[Object point labels]

________________________________________

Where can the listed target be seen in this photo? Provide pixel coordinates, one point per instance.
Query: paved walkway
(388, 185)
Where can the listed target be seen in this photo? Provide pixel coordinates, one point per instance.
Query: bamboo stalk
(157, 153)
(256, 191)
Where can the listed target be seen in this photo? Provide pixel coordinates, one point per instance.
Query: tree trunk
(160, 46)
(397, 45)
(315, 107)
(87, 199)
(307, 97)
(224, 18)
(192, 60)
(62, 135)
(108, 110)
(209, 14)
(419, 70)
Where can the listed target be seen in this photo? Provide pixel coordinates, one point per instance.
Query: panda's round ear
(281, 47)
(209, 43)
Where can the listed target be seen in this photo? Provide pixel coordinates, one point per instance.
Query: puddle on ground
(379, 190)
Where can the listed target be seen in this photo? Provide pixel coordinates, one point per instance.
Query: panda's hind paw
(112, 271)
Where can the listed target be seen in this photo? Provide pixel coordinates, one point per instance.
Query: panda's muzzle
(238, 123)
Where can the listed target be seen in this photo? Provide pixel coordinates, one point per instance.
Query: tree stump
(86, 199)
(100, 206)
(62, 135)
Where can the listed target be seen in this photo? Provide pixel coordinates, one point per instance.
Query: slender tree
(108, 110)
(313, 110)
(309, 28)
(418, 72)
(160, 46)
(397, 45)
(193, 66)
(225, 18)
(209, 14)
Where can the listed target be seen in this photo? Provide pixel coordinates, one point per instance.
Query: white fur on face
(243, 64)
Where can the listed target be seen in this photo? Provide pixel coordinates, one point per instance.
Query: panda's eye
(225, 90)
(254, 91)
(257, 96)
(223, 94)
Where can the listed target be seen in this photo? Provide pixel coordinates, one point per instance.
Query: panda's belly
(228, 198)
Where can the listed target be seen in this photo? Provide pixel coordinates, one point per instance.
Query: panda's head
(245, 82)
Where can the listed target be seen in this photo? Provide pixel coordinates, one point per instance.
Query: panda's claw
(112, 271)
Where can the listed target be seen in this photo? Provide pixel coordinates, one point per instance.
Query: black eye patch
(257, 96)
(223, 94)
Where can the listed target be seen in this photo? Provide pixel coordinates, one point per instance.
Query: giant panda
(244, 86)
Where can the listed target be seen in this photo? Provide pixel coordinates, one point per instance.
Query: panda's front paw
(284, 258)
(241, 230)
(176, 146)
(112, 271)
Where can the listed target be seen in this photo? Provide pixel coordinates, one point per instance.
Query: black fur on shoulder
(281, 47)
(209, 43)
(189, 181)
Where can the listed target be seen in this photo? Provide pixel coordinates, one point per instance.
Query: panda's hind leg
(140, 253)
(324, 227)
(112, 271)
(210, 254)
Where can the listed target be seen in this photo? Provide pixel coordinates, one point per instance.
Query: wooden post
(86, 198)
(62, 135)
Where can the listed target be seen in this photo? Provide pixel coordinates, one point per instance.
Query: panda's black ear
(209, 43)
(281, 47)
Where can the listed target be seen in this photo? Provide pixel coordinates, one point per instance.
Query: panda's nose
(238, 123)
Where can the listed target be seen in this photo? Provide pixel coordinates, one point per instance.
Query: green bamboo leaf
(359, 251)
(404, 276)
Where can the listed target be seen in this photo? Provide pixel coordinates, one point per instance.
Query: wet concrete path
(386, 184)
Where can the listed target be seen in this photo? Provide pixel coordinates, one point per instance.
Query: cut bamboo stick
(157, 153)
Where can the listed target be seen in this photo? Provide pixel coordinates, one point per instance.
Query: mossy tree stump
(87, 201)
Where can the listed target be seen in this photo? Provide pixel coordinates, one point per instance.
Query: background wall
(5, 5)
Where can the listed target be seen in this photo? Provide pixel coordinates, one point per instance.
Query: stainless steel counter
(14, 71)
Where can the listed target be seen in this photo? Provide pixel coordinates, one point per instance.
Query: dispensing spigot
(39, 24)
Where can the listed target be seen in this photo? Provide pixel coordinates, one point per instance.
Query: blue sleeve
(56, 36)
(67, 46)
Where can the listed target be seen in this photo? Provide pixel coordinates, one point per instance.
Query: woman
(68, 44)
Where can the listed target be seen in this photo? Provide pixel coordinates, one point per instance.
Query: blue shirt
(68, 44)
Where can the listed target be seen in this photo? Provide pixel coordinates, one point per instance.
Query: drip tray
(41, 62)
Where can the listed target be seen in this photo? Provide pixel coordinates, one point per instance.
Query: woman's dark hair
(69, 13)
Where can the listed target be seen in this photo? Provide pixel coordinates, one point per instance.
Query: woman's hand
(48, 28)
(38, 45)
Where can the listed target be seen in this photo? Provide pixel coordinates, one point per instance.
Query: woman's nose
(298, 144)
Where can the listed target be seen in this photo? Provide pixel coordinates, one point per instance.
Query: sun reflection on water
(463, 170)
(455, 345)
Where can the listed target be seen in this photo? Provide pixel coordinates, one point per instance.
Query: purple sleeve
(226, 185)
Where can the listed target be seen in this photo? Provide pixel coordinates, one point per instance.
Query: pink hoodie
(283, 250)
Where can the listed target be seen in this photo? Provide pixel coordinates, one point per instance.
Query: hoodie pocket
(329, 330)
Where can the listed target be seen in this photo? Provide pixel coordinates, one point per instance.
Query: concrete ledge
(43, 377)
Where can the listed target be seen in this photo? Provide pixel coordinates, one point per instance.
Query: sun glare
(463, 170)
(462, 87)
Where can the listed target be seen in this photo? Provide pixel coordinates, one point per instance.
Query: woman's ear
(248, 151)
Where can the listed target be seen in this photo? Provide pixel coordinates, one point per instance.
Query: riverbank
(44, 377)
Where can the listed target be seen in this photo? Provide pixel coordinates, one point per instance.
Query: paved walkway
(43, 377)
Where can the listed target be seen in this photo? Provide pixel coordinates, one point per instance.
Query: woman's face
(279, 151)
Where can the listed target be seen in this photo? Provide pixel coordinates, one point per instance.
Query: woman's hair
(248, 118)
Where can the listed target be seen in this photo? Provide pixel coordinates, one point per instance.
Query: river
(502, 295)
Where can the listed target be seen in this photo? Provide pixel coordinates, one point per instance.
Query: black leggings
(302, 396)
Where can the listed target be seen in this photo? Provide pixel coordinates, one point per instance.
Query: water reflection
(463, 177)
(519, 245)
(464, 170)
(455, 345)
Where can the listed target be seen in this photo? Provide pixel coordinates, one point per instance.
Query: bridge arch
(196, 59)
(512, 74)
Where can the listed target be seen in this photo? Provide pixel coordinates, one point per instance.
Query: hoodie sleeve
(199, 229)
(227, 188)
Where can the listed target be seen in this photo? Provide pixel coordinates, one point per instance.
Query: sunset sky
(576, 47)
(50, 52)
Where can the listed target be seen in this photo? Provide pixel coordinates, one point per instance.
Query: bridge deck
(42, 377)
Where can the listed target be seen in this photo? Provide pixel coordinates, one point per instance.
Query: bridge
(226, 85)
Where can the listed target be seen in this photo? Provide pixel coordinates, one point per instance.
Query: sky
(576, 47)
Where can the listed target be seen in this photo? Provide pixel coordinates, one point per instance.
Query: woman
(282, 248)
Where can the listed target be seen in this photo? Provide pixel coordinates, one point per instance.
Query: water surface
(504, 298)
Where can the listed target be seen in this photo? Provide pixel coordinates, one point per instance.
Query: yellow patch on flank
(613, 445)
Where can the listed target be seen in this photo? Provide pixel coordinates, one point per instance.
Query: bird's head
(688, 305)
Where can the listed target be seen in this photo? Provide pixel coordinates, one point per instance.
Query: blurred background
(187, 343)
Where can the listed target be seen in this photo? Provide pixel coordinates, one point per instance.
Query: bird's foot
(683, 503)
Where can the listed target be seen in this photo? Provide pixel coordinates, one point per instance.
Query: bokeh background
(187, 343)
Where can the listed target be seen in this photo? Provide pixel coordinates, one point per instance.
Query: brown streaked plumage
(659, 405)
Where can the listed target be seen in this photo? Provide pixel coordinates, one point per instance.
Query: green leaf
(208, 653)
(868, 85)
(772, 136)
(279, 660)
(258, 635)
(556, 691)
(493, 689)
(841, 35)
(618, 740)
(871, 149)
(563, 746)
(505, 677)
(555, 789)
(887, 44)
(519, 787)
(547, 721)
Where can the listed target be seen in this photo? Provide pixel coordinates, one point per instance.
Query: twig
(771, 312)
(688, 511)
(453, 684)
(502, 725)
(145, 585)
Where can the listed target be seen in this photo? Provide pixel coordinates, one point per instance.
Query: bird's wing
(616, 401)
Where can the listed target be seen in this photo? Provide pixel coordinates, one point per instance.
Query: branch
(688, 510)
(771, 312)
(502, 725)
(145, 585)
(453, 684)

________________________________________

Show every line of the material that contains the string "hind".

Task result
Query: panda's hind paw
Query: panda's hind leg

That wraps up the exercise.